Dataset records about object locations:

+ + + + +

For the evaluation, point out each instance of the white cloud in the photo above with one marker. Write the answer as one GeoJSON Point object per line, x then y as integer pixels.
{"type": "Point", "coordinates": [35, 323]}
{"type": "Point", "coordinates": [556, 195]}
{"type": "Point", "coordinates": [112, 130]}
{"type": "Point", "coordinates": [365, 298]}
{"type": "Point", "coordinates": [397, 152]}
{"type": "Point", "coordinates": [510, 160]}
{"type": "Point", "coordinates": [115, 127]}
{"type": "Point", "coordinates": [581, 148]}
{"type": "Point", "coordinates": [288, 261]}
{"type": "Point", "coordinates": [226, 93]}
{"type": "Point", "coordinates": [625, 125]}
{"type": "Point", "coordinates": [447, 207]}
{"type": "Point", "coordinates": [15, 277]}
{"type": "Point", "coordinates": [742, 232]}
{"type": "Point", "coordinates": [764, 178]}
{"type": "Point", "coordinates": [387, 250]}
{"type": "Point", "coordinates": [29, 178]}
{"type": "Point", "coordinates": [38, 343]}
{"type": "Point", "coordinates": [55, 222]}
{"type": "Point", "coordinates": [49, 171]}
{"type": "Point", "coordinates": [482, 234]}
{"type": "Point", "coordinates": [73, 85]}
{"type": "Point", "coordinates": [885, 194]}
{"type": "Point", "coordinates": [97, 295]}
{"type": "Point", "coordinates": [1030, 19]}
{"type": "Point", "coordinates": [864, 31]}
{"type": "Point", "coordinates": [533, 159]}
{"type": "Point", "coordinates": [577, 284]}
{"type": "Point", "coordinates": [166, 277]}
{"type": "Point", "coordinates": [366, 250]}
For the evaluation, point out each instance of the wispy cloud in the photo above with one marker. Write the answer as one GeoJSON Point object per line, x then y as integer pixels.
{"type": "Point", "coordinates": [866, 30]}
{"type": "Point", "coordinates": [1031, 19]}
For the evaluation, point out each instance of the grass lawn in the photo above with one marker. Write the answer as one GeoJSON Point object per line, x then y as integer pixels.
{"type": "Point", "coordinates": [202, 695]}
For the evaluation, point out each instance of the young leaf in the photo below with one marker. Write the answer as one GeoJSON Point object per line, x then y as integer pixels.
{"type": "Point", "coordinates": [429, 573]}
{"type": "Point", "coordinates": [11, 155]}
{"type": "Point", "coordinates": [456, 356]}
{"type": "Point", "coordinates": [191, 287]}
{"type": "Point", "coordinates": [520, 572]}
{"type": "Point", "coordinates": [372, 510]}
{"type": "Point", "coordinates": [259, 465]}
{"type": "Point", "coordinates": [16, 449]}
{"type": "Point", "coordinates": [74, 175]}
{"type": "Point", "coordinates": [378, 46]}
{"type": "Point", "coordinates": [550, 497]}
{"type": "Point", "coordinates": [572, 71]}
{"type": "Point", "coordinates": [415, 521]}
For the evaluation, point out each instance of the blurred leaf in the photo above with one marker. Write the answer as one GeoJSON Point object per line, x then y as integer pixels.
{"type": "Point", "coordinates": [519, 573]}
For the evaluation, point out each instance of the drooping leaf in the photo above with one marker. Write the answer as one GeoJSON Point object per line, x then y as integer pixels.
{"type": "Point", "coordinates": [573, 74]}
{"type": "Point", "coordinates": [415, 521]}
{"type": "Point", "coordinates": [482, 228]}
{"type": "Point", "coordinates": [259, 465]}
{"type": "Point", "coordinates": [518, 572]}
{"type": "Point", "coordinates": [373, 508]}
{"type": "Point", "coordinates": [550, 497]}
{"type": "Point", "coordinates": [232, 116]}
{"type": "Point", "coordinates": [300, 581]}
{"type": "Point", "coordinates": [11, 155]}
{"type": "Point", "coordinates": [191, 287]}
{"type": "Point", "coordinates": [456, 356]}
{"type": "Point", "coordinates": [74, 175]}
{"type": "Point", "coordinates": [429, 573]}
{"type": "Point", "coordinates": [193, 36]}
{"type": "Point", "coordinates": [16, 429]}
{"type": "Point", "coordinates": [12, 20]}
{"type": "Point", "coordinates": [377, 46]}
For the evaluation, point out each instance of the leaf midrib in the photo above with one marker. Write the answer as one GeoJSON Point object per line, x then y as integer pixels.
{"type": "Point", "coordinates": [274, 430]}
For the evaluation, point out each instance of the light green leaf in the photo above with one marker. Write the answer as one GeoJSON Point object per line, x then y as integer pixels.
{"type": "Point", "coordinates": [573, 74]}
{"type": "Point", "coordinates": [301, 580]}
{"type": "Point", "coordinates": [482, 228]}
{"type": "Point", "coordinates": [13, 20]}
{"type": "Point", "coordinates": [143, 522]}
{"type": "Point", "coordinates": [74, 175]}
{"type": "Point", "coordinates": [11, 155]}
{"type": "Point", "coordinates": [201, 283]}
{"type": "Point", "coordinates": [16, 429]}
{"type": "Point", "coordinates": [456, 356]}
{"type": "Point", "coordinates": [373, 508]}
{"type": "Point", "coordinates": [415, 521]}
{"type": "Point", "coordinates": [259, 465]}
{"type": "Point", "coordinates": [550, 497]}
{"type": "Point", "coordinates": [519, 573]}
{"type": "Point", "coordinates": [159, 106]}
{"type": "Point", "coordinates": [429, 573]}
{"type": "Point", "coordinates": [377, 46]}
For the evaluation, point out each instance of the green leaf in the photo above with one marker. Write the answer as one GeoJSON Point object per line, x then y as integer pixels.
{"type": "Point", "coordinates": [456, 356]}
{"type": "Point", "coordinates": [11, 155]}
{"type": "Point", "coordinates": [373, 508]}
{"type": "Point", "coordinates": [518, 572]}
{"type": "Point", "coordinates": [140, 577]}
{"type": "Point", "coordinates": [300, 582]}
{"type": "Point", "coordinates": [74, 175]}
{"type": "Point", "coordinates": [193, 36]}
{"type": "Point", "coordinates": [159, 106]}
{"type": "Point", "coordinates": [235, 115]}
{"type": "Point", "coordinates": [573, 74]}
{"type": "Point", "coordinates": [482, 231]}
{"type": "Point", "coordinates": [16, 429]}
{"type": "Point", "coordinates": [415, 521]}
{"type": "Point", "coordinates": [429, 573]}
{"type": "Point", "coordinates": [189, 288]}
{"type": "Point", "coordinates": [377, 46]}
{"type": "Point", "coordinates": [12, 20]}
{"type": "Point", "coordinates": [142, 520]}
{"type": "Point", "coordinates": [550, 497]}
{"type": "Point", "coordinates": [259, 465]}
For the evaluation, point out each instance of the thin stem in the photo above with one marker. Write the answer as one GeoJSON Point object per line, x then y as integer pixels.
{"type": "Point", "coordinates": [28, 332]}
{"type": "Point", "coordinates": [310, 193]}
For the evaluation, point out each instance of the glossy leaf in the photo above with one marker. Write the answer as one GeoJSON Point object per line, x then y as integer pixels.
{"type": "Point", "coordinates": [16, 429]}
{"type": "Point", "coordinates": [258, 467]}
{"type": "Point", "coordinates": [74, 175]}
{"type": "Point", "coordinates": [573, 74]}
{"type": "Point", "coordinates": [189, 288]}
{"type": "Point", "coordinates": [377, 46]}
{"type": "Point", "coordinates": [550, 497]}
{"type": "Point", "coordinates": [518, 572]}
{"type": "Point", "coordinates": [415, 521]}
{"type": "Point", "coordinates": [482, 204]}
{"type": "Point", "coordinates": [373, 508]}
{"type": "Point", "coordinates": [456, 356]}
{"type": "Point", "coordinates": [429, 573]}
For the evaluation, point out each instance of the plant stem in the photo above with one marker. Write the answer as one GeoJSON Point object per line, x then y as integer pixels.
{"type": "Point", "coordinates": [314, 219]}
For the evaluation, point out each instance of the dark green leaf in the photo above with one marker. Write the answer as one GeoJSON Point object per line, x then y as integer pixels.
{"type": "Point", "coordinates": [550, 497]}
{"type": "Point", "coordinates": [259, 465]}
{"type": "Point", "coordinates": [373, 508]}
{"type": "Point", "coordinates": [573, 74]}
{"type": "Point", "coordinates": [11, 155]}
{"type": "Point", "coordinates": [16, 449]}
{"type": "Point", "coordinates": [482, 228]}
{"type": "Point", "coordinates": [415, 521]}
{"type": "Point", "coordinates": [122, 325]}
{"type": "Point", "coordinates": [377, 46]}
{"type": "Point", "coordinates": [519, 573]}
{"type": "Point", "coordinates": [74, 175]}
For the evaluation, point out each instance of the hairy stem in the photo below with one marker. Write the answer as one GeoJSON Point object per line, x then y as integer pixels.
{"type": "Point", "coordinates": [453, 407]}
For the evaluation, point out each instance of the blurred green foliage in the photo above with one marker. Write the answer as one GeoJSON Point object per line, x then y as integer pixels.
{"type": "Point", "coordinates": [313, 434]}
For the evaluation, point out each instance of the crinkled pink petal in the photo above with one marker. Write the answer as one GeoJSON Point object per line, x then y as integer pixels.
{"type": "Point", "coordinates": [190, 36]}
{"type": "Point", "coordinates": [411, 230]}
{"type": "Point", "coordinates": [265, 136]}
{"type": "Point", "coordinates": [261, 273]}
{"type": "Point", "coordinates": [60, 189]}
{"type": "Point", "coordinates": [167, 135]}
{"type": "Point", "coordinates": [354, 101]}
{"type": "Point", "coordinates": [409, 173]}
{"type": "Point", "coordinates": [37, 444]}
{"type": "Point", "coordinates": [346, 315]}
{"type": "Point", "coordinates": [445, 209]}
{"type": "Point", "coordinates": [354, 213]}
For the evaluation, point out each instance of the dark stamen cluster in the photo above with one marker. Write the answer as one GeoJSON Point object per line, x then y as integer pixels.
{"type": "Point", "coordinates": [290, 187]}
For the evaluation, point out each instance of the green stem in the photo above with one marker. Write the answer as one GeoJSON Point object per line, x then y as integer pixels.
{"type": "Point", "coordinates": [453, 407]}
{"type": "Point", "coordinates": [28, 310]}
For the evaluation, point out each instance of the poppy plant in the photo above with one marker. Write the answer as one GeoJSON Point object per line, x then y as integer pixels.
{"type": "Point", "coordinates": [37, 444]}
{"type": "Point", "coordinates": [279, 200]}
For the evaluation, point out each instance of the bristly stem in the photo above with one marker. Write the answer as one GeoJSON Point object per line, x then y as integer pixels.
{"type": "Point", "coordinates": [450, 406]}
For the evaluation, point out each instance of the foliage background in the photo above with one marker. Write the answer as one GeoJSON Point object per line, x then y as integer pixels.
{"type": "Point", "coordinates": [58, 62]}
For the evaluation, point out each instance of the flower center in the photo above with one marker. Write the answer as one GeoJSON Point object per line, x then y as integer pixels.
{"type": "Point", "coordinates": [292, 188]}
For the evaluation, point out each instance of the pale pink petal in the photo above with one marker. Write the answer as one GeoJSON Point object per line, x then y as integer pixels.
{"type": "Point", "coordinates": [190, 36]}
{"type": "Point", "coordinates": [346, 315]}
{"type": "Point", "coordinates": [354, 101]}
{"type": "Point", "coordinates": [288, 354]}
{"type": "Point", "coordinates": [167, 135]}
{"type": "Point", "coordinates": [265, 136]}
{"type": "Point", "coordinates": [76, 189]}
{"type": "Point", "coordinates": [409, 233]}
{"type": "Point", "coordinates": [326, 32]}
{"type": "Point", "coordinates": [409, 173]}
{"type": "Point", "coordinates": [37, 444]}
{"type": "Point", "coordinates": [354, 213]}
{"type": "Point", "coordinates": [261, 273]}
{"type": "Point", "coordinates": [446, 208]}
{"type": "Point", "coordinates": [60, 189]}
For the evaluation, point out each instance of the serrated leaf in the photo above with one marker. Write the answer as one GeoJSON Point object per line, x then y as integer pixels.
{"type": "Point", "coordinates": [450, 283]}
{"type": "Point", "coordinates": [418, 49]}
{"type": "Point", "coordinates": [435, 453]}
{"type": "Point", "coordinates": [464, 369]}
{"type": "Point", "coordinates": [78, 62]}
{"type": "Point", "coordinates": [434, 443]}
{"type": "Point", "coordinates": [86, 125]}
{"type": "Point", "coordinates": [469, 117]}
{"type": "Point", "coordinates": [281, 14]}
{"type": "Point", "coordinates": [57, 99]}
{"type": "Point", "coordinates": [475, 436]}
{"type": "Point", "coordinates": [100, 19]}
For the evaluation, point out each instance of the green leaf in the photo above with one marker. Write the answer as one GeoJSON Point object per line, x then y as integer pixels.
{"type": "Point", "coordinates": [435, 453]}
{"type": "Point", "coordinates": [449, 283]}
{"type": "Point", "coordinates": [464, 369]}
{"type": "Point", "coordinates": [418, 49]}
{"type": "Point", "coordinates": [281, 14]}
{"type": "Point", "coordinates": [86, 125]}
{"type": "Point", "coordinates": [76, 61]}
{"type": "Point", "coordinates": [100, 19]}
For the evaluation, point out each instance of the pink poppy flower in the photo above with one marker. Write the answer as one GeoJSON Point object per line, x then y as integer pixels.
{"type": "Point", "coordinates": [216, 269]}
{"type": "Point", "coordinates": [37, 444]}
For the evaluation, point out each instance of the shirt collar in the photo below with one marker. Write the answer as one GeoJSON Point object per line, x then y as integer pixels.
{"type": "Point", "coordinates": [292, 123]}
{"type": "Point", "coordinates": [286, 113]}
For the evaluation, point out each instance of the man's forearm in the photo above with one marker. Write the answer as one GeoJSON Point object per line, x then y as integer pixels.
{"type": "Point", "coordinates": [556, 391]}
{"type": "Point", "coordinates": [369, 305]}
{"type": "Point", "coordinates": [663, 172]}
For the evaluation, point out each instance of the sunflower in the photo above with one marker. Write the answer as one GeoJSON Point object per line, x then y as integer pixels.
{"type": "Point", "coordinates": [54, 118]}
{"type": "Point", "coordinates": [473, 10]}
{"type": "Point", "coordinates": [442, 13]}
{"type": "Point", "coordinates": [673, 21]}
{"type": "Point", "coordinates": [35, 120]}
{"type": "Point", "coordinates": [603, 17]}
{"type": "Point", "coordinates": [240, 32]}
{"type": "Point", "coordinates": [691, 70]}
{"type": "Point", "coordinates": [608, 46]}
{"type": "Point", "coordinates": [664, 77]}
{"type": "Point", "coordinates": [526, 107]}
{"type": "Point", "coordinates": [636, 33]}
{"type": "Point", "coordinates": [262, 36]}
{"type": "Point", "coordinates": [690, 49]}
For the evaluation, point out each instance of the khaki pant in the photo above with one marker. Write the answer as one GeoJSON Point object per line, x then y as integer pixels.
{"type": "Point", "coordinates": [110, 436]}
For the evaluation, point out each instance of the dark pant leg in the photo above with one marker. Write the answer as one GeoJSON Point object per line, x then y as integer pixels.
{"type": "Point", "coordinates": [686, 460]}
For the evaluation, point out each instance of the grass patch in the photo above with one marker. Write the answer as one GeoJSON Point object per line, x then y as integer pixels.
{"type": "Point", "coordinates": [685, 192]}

+ + + + +

Retype, exactly and only, the lines running from the one with "For the evaluation, point out each instance of the sunflower" through the final line of the listing above.

**Correct output**
For the evaluation, point out each instance of the sunflower in the photo above with one marker. Write the answer as one GeoJSON Point object per line, x then y as integer pixels.
{"type": "Point", "coordinates": [54, 118]}
{"type": "Point", "coordinates": [473, 10]}
{"type": "Point", "coordinates": [442, 13]}
{"type": "Point", "coordinates": [673, 21]}
{"type": "Point", "coordinates": [35, 120]}
{"type": "Point", "coordinates": [603, 17]}
{"type": "Point", "coordinates": [240, 32]}
{"type": "Point", "coordinates": [691, 70]}
{"type": "Point", "coordinates": [608, 46]}
{"type": "Point", "coordinates": [664, 77]}
{"type": "Point", "coordinates": [526, 107]}
{"type": "Point", "coordinates": [636, 33]}
{"type": "Point", "coordinates": [262, 36]}
{"type": "Point", "coordinates": [690, 49]}
For the evaluation, point out each instance of the khaki pant in the photo above with one marker. Write the answer as one GeoJSON Point object per line, x then y as integer pixels.
{"type": "Point", "coordinates": [110, 436]}
For the evaluation, point out each instance of the dark pant leg in the photo above with one marker. Write the answer as one GeoJSON Point object per line, x then y as integer pixels.
{"type": "Point", "coordinates": [686, 460]}
For the evaluation, point out each instance of the grass patch in the photo above with one marker. Write the answer as one GeoJSON Point object per line, x then y as integer pixels.
{"type": "Point", "coordinates": [685, 192]}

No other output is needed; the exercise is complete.